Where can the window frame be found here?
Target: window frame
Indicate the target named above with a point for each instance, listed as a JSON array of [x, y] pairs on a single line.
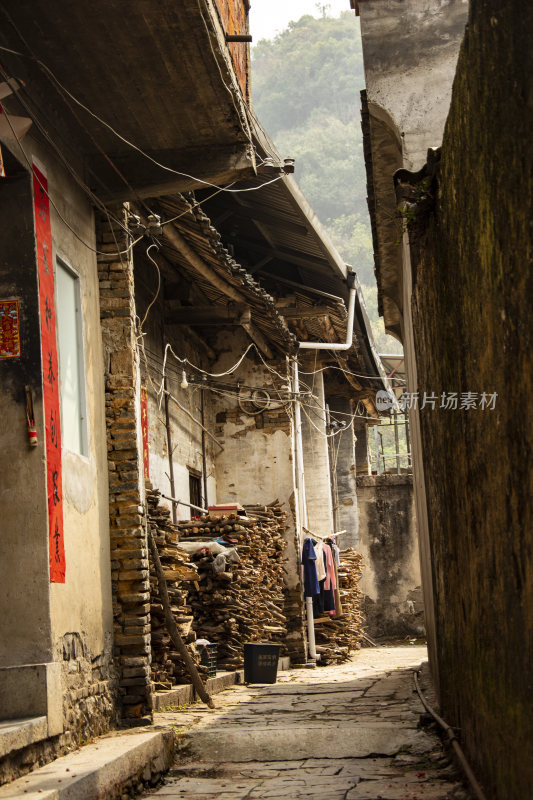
[[62, 263]]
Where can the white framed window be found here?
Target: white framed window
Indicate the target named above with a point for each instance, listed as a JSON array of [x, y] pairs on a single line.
[[71, 360]]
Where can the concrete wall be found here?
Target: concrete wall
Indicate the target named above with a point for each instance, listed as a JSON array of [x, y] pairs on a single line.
[[391, 581], [234, 17], [256, 464], [472, 321], [186, 435], [71, 623], [25, 625], [410, 50]]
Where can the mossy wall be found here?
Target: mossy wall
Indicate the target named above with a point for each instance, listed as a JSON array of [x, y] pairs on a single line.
[[473, 326]]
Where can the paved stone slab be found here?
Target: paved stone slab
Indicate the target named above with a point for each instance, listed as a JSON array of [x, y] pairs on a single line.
[[343, 733]]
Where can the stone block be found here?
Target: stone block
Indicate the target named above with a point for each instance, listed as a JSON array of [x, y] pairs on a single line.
[[33, 690]]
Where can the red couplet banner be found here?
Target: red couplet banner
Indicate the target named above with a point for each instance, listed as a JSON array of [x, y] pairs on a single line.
[[45, 269], [144, 429]]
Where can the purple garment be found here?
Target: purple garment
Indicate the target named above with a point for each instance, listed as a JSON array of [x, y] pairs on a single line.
[[311, 587]]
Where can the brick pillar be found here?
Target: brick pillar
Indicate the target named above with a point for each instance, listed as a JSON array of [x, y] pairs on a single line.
[[129, 551]]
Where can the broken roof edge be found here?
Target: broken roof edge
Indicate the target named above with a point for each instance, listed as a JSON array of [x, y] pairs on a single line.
[[339, 266], [241, 277], [289, 185]]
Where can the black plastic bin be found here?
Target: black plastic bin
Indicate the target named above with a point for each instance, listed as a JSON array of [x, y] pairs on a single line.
[[261, 662], [208, 658]]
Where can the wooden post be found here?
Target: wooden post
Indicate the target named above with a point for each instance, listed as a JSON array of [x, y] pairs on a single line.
[[172, 628]]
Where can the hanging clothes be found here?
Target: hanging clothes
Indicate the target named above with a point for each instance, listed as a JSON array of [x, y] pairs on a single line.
[[325, 601], [311, 585], [330, 584], [336, 552], [320, 564]]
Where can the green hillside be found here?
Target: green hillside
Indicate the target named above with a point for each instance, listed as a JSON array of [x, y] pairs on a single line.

──────────────────────────────

Please copy out every line above word for word, leaving out the pictures.

> [REPLY]
Where can the window frame be found here?
Target: window frame
Indicate the target named above with a point for each instance, listed as a JSON array of [x, y] pairs on a single line.
[[62, 263]]
Where can the white framed window be found here?
Target: white framed window
Indicate the target named above with a point for each instance, listed as a JSON array of [x, y] pairs on a single line.
[[71, 360]]
Where can the concrete wall be found here?
Target: concrete wall
Indicate the target named above with a point for each instance, listed as a JSON array of [x, y] pairs on a single line.
[[391, 581], [234, 17], [256, 464], [472, 321], [186, 435], [71, 623], [25, 625], [410, 50]]
Where can the mossy wall be found here?
Target: mossy wall
Indicate the target named above with a point for each instance, listed as a JSON array of [x, y] pairs on a single line.
[[473, 326]]
Where can the paved stone slab be found here?
Target: paved stone slab
Indicate the target named above with a point for each instance, listed as a JSON array of [x, y] pairs on a single line.
[[343, 733]]
Where can the stone block be found here?
Target: stone block
Indicate the target named above with a point for each instance, listed as a JSON array of [x, y] pairs on a single line.
[[33, 690]]
Where can the red couplet banner be found here?
Target: red couplet banner
Indicate the target named above with a point for each instance, listed as a JSON array of [x, y] pairs on a single line.
[[45, 269], [144, 429]]
Where can the purple garment be found here?
Target: purple garment
Indicate the target named above with a point for each instance, listed as a JSON array of [x, y] pairs on a single line.
[[311, 587]]
Where can the brick pillar be found here?
Target: brick pillar
Indicate the target named above with a point for each instance, listed as a JSON array of [x, y] pairs on a single line.
[[129, 551]]
Where can the broken roof edge be found here?
Target: broken roof edge
Indicate the target named above with a point for each instance, listed as a JSON array of [x, y] pairs on a single line.
[[339, 266], [241, 277], [289, 185]]
Where can the black plastic bin be found here?
Target: black plastic bin
Indicate the target named above with a point for each instance, listed as a JSON array of [x, y] pairs on a single line.
[[261, 662], [208, 658]]
Where can the wooden post be found here?
Target: wooden post
Indicate the target named above with a point for each instance, listed as a JSON array of [x, y] pairs on a single line.
[[172, 628]]
Where can the hanging clothes be found here?
Target: hanging clothes
Indicate the target named above with a point for each instance, listed as a JSON array of [x, y] pairs on a single line.
[[325, 601], [311, 585], [330, 584], [336, 552], [320, 564]]
Where can the green hillside be found here?
Target: green hillside
Indicate the target named above with a point for each instance, listed as a JSON array of [x, y] pairs on a single line.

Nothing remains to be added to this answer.